+++ PASSAGE GIVEN
THIS AGREEMENT is made and entered
into as of January 19, 2006, by and between Joseph F. Spanier
(“ Executive ”) and TransTechnology Corporation,
a Delaware corporation, and any of its subsidiaries and affiliates
as may employ Executive from time to time (collectively the “
Company ”).
WHEREAS, Executive and the Company
deem it to be in their respective best interests to enter into an
agreement providing for the Company’s continued employment of
Executive pursuant to the terms herein stated;
NOW, THEREFORE, in consideration of
the premises and the mutual promises and agreements contained
herein, it is hereby agreed as follows:
1. Effective Date . This
Agreement shall be effective as of January 19, 2006, which
date shall be referred to herein as the “ Effective
Date .”
(a) The
Company hereby agrees to continue to employ Executive and Executive
hereby agrees to continue his employment as Chief Financial Officer
for the “Term of the Agreement” (as defined in
Section 5). In this capacity, Executive shall devote his best
efforts and his full business time and attention to the performance
of the services customarily incident to such office and position
and to such other services of a senior executive nature as may be
reasonably requested by the Board of Directors (the “
Board ”) of the Company which may include services for
one or more subsidiaries or affiliates of the Company. Executive
shall report to the Chief Executive Officer of the
Company.
(b) Executive
shall devote his full business time and attention to such duties,
except for sick leave, reasonable vacations and excused leaves of
absence. Executive shall use his best efforts during the Term of
the Agreement to protect, encourage, and promote the interests of
the Company.
(c) In
carrying out his duties as contemplated in this paragraph 2 after
March 31, 2006, Executive may, in his discretion, elect to
work out of his personal residence or elsewhere for up to two
(2) business days each week.
(a)
Initial Base Salary . [INTENTIONALLY OMITTED]
(b)
Adjusted Base Salary . With respect to the period beginning
on April 1, 2006 and ending on the last day of the Term of the
Agreement (as defined in Section 5) the Company shall pay to
Executive base salary at a rate of not less than $144,900 per
annum. Such base salary shall be payable in accordance with the
Company’s customary payroll
procedures. Executive’s annual base salary described in
Section 3(b) shall be referred to herein as “ Base
Salary .”
(c)
Annual Bonuses . With respect to each fiscal year during
which Executive remains an employee of the Company, Executive shall
be eligible to participate in an incentive based bonus compensation
program pursuant to which Executive may be paid an amount
determined by the Company in its discretion, consistent with
comparable executives of the Company.
++++++
+++ DATASET CONTENT
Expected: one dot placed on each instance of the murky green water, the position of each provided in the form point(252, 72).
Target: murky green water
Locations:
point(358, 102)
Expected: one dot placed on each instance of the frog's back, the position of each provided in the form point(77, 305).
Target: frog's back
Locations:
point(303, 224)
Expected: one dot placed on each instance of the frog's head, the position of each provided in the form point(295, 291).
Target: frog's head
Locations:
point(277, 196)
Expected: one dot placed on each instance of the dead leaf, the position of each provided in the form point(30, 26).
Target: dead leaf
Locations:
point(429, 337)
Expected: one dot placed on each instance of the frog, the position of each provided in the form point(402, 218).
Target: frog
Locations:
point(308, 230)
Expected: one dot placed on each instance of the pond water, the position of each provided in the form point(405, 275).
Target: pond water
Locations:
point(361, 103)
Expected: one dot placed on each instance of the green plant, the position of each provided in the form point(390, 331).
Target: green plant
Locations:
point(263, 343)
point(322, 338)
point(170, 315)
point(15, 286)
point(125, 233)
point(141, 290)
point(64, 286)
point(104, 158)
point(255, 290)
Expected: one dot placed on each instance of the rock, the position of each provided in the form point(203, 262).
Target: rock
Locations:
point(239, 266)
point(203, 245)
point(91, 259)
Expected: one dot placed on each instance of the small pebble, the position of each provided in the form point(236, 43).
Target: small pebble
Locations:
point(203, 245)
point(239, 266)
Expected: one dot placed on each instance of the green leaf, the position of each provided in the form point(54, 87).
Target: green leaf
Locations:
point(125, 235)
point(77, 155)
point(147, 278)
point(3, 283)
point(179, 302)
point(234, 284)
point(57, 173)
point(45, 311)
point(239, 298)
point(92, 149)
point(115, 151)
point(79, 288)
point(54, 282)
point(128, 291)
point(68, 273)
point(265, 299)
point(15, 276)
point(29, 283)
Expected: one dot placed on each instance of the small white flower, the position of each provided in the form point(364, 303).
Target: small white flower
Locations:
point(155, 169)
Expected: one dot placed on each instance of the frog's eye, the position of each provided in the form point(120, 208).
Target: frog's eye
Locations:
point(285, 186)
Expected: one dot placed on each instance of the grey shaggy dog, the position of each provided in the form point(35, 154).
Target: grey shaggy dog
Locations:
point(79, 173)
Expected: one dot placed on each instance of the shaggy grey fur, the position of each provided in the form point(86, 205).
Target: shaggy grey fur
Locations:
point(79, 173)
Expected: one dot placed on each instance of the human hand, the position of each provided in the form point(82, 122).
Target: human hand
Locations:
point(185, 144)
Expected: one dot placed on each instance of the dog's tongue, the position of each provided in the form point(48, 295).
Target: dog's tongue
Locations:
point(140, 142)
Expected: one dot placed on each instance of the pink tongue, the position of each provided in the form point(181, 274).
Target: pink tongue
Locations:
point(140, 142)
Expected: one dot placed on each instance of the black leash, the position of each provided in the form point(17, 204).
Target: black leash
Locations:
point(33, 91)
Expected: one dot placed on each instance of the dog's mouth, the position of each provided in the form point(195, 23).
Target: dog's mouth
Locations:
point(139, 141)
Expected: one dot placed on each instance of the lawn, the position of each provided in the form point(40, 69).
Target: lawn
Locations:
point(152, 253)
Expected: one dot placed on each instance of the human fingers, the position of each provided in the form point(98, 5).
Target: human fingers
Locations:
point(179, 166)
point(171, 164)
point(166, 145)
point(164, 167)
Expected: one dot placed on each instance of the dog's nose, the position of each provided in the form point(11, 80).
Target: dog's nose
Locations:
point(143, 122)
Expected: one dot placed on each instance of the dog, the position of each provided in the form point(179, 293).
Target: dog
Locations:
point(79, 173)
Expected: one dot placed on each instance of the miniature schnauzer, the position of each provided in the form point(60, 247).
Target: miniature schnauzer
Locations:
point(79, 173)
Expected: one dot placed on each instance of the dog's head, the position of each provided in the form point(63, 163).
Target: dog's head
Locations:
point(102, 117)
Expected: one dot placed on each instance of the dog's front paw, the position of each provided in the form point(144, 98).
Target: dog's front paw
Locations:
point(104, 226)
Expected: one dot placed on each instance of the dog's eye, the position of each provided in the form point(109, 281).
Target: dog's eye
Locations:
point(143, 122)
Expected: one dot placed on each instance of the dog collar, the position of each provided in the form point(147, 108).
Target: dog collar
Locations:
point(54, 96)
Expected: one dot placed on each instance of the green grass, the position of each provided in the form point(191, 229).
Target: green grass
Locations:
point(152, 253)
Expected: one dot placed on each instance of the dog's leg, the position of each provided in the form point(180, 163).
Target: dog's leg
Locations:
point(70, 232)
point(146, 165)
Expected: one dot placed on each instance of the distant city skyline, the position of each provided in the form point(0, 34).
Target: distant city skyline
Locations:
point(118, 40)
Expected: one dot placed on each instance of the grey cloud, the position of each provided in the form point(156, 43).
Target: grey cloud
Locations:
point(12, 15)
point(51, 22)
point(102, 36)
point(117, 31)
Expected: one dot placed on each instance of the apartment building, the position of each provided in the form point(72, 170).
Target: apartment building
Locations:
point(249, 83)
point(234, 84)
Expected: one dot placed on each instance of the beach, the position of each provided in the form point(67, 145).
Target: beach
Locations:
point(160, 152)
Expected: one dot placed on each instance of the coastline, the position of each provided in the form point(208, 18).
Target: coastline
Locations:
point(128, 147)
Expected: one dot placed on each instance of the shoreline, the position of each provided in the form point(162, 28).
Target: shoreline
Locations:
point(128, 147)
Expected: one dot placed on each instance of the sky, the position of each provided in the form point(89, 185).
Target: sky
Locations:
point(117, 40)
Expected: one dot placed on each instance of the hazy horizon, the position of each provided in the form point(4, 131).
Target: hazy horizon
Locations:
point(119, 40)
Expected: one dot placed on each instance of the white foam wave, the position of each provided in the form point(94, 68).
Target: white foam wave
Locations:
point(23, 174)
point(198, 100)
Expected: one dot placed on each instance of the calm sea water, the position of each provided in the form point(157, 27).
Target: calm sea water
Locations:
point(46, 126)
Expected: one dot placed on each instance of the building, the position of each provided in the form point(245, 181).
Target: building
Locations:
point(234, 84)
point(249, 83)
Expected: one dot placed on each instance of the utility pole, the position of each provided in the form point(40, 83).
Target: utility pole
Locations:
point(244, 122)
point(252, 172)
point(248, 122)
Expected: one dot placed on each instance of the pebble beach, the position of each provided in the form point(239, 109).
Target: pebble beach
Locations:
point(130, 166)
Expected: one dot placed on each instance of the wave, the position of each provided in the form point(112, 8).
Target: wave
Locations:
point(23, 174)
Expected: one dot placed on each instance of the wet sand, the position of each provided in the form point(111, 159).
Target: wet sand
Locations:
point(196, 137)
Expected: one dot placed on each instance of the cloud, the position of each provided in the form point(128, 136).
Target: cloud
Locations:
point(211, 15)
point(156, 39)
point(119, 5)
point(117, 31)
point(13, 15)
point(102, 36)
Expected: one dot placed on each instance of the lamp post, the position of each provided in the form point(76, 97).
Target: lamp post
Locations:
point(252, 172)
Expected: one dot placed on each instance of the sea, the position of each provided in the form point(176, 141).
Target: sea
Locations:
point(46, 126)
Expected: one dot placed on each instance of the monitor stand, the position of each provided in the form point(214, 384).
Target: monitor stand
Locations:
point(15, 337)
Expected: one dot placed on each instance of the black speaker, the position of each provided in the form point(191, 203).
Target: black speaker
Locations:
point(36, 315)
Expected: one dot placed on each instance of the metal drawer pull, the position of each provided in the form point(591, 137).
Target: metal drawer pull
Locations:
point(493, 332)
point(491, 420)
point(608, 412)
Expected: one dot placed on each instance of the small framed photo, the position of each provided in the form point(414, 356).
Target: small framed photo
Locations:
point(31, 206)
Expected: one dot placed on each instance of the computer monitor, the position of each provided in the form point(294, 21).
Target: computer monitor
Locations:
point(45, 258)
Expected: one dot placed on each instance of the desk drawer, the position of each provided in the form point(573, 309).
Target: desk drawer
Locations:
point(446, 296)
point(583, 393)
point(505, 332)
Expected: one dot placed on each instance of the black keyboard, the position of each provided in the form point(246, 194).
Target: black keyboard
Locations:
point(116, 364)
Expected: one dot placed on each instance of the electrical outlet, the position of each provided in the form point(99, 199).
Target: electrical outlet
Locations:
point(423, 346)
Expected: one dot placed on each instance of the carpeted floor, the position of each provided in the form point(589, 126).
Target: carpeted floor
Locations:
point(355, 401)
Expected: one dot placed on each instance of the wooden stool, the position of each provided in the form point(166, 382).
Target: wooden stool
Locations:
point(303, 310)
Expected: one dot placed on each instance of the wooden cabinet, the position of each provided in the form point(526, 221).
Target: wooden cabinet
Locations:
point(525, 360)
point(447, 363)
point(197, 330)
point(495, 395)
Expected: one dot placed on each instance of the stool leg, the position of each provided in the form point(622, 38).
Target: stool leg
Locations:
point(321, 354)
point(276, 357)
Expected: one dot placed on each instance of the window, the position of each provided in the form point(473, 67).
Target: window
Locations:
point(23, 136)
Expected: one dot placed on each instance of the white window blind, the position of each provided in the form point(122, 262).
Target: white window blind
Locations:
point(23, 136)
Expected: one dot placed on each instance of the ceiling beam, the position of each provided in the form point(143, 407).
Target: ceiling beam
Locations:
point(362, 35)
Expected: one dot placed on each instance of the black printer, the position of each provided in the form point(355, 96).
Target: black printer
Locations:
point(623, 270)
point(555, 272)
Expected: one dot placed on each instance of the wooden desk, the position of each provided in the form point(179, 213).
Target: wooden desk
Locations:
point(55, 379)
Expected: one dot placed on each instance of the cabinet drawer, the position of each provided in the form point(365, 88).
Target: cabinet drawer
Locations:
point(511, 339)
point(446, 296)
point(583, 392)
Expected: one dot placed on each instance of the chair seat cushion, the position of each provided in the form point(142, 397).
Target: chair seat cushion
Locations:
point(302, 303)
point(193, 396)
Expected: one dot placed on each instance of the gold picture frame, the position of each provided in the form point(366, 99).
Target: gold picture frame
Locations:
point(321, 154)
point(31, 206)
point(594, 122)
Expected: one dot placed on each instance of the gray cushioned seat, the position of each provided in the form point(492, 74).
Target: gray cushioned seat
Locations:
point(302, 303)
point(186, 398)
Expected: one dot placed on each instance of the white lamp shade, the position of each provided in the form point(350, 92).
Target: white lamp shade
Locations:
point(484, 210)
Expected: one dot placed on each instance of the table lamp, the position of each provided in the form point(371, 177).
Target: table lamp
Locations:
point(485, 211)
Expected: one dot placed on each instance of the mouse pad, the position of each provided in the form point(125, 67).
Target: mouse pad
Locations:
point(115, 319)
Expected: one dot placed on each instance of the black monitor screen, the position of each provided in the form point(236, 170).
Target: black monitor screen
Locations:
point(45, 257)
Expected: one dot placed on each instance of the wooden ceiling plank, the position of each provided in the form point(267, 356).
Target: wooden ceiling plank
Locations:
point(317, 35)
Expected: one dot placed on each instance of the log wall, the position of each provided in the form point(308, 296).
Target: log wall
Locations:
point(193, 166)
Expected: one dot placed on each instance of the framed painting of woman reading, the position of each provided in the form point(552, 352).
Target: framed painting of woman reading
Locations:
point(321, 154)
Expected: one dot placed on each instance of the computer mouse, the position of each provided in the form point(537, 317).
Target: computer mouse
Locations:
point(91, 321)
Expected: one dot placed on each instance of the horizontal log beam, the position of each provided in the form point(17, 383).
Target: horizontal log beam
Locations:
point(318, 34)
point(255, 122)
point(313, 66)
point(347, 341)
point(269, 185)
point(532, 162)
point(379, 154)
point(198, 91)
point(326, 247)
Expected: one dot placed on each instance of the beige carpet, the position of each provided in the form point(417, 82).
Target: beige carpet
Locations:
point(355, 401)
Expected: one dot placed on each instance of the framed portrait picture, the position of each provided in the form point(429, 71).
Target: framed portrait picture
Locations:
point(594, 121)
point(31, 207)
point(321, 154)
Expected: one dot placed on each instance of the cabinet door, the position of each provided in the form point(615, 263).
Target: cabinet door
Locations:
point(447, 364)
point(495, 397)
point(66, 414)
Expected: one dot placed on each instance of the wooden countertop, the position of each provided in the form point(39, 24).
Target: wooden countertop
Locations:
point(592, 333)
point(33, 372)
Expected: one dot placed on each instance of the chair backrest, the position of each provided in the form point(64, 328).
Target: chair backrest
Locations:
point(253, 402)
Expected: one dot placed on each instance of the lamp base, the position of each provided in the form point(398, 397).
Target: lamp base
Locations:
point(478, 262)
++++++
## PROBLEMS TO SOLVE
A – In the records, swap "Target" for "Object" throughout the stretch from the start of the records through the line containing "point(361, 103)", and reproduce only those lines with all else unchanged.
B – Extend the employment agreement by writing its next provisions, picking up after the final sentence shown.

## RESPONSE LIST
A –
Expected: one dot placed on each instance of the murky green water, the position of each provided in the form point(252, 72).
Object: murky green water
Locations:
point(358, 102)
Expected: one dot placed on each instance of the frog's back, the position of each provided in the form point(77, 305).
Object: frog's back
Locations:
point(303, 224)
Expected: one dot placed on each instance of the frog's head, the position of each provided in the form point(295, 291).
Object: frog's head
Locations:
point(277, 196)
Expected: one dot placed on each instance of the dead leaf, the position of each provided in the form point(30, 26).
Object: dead leaf
Locations:
point(429, 337)
Expected: one dot placed on each instance of the frog, the position of each provided in the form point(402, 218).
Object: frog
Locations:
point(308, 230)
Expected: one dot placed on each instance of the pond water, the position of each provided in the form point(405, 275).
Object: pond water
Locations:
point(361, 103)

B –
4. Benefits . During the
Term of the Agreement:
(a) Executive
shall be eligible to participate in any life, health and long-term
disability insurance programs, 401(k) plans, and other fringe
benefit programs made available to senior executive employees of
the Company from time to time and Executive shall be entitled to
receive such other fringe benefits as may be granted to him from
time to time by the Board.
(b) Executive
shall be allowed vacations, sabbaticals and leaves of absence with
pay on the same basis as other senior executive employees of the
Company.
(c) The
Company shall reimburse Executive for reasonable business expenses
incurred in performing Executive’s duties hereunder. Such
reimbursement shall be made in accordance with the Company’s
customary business expense reimbursement policies and procedures
and shall be consistent with the reimbursement policies and
procedures applicable to other comparable executives of the Company
and its affiliated companies.
(d) The
Company shall bear the reasonable and documented costs of legal
counsel and/or other advisors incurred by the Executive in the
review and negotiation of this Agreement.
5. Term; Termination of the
Agreement . As used herein, the phrase “ Term of the
Agreement ” shall mean the period commencing on the
Effective Date and, except as otherwise specifically provided
below, ending on March 31, 2009. Notwithstanding the
foregoing, the Term of the Agreement shall expire on the first to
occur of the following:
(a)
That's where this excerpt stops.